* **Written task**:
Beginning with the line where "of the utility" appears, retype every remaining line of the data below, both the first and last included.

>> BEGIN Records for processing

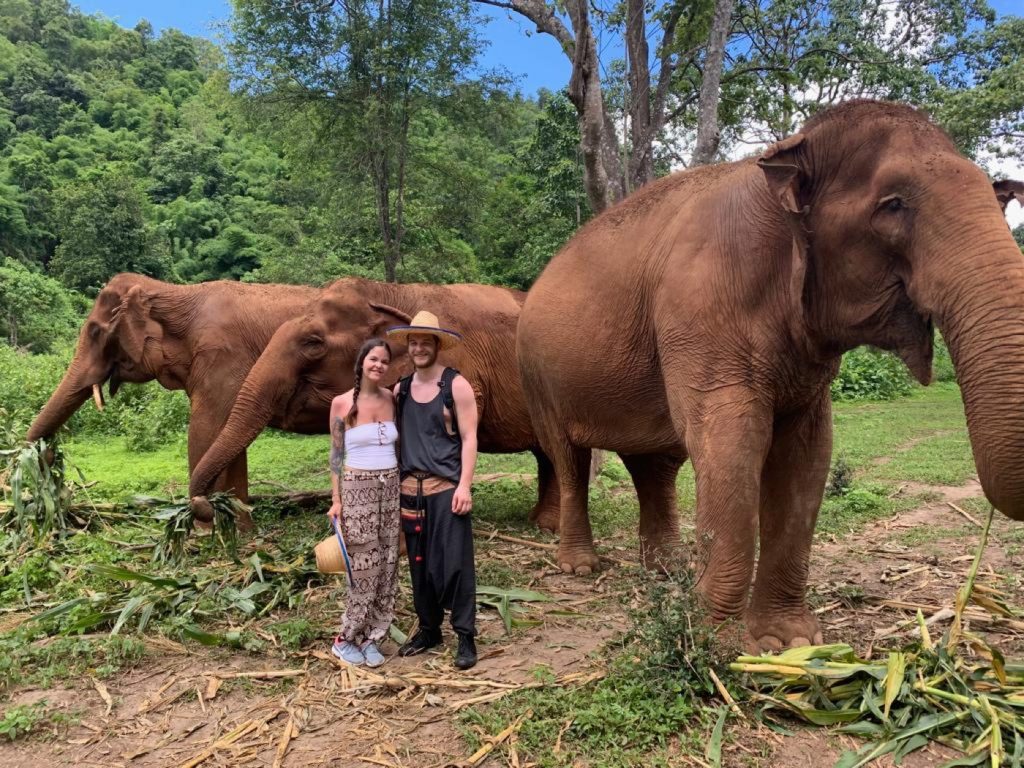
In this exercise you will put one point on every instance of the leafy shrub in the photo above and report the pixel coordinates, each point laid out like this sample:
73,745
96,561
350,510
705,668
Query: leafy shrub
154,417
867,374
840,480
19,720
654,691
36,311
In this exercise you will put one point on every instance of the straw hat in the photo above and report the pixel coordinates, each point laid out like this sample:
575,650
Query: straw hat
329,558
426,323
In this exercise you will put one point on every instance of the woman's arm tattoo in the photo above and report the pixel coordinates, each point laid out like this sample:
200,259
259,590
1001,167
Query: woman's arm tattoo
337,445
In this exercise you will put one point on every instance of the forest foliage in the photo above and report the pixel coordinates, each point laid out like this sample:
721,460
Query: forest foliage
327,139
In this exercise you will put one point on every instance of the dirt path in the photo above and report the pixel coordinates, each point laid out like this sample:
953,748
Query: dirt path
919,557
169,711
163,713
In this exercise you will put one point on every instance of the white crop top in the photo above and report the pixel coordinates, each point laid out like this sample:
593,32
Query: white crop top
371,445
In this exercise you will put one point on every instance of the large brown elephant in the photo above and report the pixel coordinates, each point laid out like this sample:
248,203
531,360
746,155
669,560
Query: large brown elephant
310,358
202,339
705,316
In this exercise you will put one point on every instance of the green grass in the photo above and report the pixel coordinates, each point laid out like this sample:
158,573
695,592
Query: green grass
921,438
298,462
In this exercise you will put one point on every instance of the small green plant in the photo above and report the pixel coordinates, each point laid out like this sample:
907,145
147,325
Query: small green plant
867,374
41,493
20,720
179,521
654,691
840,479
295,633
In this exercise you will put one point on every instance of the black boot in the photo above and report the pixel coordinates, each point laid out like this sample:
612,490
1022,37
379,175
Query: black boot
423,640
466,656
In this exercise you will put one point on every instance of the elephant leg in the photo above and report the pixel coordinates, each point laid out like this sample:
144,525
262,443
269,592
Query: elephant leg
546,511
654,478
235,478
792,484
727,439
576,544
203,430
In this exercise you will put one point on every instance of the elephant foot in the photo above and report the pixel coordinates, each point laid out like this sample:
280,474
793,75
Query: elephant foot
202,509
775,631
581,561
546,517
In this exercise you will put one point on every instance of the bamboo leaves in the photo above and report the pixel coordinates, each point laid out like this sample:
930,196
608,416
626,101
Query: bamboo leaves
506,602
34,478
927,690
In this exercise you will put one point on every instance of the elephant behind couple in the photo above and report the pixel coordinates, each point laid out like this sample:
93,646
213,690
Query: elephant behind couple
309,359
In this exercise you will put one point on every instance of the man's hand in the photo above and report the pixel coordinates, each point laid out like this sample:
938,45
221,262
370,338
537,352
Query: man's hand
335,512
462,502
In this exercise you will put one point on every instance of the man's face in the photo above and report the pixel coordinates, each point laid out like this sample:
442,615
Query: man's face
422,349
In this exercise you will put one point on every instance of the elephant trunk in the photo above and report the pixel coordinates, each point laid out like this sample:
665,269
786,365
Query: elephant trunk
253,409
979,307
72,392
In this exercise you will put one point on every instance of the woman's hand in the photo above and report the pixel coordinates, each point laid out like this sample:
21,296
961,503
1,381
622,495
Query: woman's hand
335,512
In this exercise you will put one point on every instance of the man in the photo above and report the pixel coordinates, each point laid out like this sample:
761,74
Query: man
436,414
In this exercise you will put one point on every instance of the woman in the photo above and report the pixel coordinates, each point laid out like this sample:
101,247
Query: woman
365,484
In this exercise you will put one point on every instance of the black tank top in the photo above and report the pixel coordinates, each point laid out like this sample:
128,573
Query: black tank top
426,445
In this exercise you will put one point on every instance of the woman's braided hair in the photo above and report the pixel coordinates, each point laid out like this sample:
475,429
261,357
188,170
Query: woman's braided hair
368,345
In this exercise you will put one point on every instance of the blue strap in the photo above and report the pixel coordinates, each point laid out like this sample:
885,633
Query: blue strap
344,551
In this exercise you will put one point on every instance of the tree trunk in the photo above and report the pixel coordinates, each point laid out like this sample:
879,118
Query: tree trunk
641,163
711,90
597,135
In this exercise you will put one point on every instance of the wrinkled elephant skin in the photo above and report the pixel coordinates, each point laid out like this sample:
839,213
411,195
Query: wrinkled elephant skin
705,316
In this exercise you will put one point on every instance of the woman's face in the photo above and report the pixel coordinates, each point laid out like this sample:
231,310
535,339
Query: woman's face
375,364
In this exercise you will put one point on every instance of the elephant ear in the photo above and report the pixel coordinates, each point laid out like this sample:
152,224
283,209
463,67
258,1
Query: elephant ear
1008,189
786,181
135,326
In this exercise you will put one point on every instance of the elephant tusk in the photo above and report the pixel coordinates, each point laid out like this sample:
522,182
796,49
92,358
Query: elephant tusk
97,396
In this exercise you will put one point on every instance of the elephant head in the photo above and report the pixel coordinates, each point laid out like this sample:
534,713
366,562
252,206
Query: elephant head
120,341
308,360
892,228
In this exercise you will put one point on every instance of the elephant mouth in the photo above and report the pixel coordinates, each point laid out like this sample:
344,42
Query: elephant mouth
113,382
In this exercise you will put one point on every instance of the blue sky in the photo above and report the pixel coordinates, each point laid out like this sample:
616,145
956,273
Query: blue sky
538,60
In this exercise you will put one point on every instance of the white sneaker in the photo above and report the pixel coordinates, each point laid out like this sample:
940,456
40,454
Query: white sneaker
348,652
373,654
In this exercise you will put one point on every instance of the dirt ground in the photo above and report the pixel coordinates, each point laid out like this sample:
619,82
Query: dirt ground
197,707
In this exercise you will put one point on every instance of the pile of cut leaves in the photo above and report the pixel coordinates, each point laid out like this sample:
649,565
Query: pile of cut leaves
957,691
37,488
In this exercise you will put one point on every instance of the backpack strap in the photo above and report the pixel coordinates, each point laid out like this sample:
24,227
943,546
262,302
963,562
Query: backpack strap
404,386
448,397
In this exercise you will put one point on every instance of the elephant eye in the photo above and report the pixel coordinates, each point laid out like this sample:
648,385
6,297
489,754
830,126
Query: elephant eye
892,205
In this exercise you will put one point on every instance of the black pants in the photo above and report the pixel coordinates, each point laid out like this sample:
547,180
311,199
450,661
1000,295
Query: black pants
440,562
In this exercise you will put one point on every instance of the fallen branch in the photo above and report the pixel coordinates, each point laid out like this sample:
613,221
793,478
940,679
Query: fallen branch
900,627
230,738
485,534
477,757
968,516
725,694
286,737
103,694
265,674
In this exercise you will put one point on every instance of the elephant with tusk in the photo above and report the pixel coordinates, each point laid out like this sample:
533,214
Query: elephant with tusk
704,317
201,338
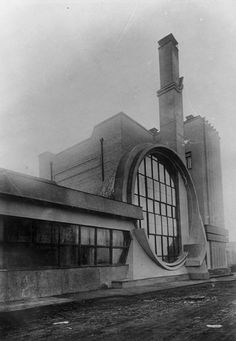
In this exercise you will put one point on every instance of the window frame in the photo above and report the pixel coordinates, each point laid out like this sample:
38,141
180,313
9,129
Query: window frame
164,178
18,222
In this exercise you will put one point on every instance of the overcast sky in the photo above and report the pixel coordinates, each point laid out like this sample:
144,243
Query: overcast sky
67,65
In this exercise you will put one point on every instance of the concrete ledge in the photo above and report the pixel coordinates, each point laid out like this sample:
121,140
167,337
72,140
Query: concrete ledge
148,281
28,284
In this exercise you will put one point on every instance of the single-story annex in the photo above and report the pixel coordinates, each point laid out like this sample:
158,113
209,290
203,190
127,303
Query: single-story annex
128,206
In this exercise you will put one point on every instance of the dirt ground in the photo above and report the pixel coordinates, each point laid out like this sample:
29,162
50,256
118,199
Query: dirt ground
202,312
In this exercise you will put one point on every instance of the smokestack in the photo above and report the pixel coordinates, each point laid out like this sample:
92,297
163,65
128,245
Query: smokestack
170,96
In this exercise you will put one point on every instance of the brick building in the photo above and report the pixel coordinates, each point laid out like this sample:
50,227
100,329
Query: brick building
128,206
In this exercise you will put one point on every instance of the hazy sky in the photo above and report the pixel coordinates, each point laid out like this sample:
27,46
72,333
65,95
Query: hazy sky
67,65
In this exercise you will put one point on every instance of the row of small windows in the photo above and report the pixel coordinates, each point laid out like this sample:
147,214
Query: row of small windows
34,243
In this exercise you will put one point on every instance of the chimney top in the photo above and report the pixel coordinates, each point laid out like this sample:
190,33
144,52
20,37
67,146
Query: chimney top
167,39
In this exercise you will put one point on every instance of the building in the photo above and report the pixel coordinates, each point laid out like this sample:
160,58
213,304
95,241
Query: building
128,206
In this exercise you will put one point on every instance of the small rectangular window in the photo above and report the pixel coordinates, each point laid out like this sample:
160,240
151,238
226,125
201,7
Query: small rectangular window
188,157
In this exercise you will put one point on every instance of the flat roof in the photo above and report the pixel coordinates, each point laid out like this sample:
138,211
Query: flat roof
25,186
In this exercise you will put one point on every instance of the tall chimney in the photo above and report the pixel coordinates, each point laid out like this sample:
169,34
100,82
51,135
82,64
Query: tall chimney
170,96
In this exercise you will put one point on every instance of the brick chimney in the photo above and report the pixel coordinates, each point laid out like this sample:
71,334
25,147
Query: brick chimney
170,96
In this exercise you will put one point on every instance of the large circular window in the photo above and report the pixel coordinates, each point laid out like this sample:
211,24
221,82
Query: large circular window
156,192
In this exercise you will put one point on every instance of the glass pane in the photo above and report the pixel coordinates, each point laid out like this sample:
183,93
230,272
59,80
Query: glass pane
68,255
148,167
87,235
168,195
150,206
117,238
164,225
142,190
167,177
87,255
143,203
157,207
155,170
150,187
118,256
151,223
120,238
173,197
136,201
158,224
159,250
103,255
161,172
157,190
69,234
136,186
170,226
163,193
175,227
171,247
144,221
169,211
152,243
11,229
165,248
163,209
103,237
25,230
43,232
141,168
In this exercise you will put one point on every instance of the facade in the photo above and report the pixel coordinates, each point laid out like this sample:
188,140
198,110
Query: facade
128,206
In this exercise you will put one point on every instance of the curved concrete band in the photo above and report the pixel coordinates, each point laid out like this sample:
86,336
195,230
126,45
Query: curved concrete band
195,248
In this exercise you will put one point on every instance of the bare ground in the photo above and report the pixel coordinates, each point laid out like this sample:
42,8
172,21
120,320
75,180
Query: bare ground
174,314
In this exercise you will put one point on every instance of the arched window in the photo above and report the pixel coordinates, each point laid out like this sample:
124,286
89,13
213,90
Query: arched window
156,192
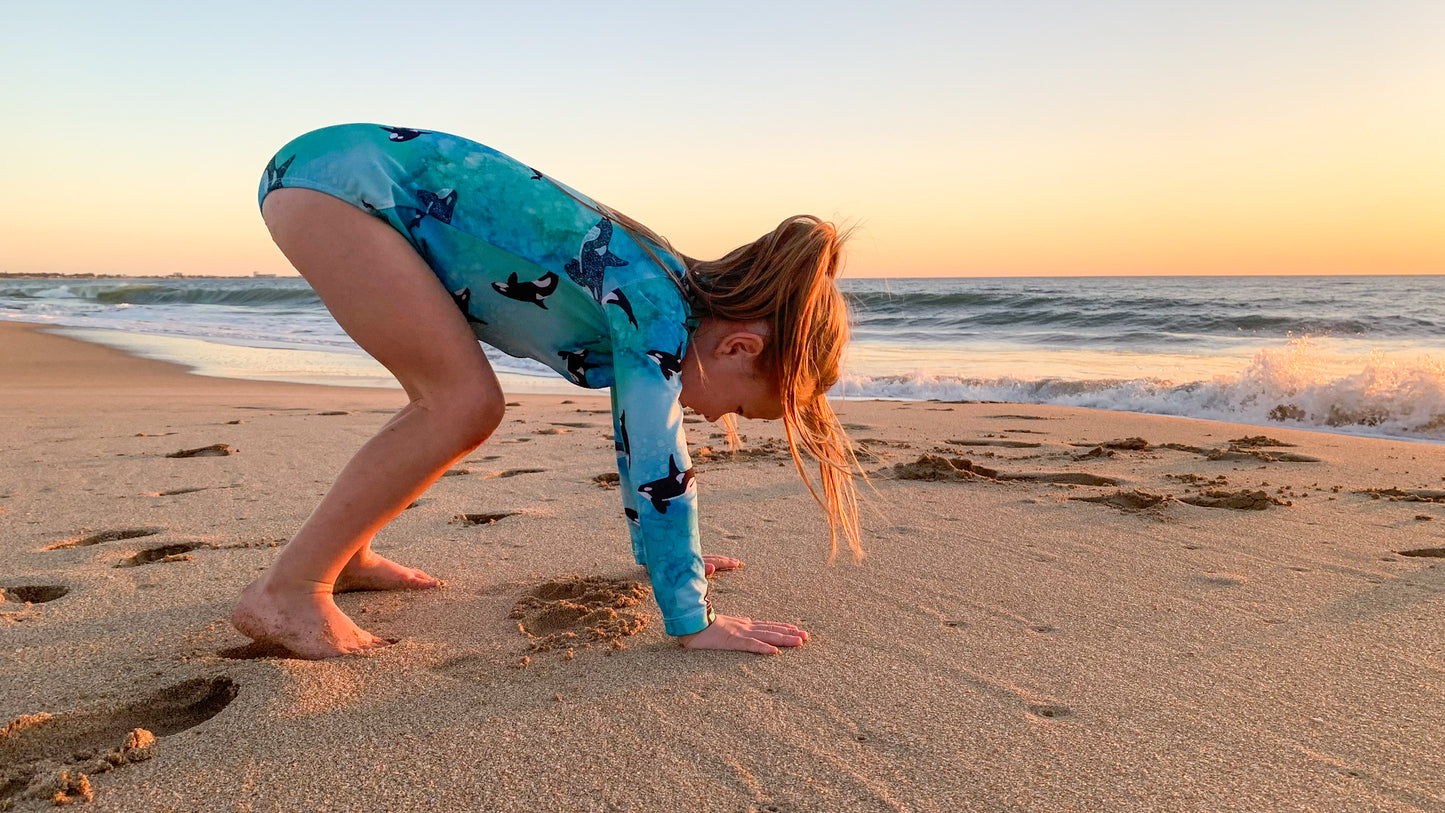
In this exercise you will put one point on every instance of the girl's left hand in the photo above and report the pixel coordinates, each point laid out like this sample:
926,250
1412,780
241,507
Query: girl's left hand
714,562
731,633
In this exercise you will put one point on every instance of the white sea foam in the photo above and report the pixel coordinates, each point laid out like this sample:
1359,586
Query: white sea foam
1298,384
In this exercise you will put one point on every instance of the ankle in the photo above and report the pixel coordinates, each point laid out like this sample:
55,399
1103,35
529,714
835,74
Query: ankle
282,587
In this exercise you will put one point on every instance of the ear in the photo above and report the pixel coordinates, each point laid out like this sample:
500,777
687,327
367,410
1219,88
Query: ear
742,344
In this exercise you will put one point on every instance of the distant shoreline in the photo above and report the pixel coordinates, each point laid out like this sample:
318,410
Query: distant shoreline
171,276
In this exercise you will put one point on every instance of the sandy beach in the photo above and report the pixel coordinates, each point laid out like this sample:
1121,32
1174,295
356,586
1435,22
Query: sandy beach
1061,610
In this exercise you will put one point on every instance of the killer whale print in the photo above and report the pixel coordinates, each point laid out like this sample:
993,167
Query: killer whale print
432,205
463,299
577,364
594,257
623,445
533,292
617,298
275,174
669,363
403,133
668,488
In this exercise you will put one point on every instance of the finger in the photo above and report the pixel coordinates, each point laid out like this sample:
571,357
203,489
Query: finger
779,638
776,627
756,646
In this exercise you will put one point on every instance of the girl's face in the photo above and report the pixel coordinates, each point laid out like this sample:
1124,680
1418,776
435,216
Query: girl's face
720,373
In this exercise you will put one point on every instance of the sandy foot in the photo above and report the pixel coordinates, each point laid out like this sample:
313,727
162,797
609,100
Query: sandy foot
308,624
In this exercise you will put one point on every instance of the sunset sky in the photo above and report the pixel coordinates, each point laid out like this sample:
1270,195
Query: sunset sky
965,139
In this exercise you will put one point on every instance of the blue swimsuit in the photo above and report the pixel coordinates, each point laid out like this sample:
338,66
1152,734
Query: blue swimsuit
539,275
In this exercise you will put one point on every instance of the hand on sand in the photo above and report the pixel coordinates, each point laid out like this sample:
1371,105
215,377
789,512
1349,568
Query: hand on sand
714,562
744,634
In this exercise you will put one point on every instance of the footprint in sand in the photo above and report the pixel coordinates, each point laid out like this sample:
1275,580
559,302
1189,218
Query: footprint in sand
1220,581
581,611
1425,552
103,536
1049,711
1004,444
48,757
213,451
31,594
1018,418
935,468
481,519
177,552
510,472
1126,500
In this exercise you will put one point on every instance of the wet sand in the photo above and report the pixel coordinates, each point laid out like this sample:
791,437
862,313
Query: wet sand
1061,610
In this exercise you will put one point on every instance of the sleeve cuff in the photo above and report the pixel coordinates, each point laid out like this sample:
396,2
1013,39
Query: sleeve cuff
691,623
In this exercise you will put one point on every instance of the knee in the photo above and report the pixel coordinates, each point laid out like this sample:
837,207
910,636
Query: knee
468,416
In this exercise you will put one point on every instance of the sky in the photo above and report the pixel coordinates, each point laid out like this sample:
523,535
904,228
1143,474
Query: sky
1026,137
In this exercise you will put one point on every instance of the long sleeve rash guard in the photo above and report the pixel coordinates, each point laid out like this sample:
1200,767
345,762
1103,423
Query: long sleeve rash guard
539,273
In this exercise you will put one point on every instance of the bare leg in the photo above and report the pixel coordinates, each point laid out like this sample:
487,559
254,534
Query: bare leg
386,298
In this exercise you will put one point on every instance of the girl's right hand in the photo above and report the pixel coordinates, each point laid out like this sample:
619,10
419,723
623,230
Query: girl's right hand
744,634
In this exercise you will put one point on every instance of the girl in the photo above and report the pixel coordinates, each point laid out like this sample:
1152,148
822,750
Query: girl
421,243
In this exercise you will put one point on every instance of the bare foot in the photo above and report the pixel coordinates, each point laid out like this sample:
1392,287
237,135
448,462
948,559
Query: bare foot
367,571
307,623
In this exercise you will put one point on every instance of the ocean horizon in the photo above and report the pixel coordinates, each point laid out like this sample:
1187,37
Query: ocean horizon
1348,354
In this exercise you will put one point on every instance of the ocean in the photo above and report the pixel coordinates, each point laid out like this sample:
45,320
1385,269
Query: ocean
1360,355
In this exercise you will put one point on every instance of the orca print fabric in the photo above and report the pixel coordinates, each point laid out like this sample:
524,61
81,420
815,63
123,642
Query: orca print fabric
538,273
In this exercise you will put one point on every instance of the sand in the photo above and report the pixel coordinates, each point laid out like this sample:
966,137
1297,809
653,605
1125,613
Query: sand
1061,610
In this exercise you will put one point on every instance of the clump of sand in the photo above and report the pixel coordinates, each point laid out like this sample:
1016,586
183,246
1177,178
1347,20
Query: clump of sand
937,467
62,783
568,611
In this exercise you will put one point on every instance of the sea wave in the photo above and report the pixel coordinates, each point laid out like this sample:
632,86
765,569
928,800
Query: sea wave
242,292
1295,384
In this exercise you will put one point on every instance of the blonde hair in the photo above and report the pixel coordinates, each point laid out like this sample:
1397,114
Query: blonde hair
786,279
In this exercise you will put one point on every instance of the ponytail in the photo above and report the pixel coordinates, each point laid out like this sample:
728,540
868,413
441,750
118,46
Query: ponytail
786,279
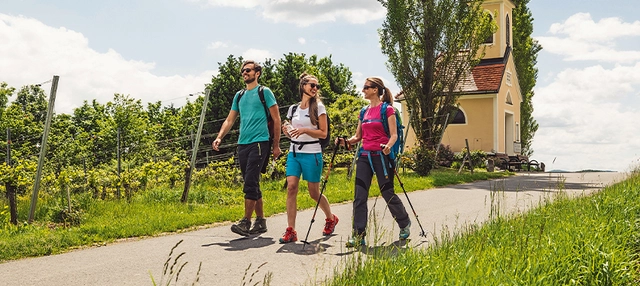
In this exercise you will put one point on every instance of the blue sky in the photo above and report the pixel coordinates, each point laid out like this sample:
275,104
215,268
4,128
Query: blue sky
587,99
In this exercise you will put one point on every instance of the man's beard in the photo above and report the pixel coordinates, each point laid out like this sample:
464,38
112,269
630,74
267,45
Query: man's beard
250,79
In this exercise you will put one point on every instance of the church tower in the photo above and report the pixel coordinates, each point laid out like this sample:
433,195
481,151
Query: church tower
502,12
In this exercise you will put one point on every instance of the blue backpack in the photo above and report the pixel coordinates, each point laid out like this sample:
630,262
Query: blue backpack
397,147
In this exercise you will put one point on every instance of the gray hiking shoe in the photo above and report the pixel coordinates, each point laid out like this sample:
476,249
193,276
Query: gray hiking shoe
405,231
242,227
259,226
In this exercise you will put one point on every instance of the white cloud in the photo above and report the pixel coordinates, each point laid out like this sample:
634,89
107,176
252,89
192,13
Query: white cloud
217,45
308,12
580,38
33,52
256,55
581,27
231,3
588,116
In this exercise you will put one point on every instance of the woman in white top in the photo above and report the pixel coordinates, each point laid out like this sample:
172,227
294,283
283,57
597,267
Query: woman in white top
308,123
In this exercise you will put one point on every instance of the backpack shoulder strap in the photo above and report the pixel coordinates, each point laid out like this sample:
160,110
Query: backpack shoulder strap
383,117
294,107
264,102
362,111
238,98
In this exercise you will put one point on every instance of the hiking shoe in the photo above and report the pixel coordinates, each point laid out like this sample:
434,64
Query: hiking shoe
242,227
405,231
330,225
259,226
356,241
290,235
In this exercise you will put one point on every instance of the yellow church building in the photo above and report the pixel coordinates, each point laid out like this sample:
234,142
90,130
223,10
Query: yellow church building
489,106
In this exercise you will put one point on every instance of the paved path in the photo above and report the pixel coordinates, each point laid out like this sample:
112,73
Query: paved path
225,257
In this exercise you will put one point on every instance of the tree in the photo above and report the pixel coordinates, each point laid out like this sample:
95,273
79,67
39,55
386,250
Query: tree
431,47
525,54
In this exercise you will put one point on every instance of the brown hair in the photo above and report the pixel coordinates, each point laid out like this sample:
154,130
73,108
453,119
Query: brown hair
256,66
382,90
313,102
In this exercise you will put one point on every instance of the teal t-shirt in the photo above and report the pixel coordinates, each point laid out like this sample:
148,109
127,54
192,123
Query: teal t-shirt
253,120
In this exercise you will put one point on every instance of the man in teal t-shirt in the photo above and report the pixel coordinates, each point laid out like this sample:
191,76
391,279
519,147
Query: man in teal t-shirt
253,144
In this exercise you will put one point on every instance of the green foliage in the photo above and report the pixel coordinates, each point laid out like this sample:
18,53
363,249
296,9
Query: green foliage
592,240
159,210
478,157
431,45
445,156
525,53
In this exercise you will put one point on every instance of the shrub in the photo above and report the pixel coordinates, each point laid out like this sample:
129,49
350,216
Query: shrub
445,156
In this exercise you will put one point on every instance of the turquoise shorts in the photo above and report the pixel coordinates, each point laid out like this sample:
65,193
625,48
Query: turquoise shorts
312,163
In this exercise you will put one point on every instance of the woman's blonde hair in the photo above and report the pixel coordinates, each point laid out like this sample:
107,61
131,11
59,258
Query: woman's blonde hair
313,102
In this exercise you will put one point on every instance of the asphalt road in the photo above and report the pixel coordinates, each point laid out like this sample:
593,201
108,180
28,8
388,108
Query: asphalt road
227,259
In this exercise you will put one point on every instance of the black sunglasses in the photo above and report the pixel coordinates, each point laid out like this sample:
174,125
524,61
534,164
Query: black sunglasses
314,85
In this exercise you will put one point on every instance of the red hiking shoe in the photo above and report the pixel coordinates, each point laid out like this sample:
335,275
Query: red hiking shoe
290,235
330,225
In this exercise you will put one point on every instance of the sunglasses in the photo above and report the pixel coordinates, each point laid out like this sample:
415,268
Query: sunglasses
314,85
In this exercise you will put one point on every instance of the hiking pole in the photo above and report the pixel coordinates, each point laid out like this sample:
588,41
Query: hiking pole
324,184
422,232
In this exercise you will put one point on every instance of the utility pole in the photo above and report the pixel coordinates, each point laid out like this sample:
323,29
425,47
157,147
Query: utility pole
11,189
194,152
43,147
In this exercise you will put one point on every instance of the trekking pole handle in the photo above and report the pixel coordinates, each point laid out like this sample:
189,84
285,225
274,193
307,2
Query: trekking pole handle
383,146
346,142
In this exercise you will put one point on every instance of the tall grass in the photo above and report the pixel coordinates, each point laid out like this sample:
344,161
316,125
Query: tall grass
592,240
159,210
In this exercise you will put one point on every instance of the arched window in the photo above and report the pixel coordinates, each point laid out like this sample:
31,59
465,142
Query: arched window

>> END Records for processing

* **Result for this task**:
In this exercise you will put one point on every instance of the utility pole in the photo above and report the pixel coordinates, each point laid out like this sample:
323,29
425,47
157,147
Query: utility pole
11,189
194,152
43,147
In this exercise you will put one point on every instance of the trekking pole handle in the photo above and report the pixel coordinates, each point laid out like this sample:
189,84
285,225
274,193
307,2
Query: trekking pole handle
383,146
346,142
In this exercise you will put one point on every instance of the tall grass in the photo above and report the pixel coordinates, each point laid out like this sample:
344,161
316,125
Query: tall grass
592,240
159,210
In this exercise you will put one point on every instance of the arched window in the photo above and report the pixel coordinates, each point laid out like this sample:
31,59
465,142
Query: arched window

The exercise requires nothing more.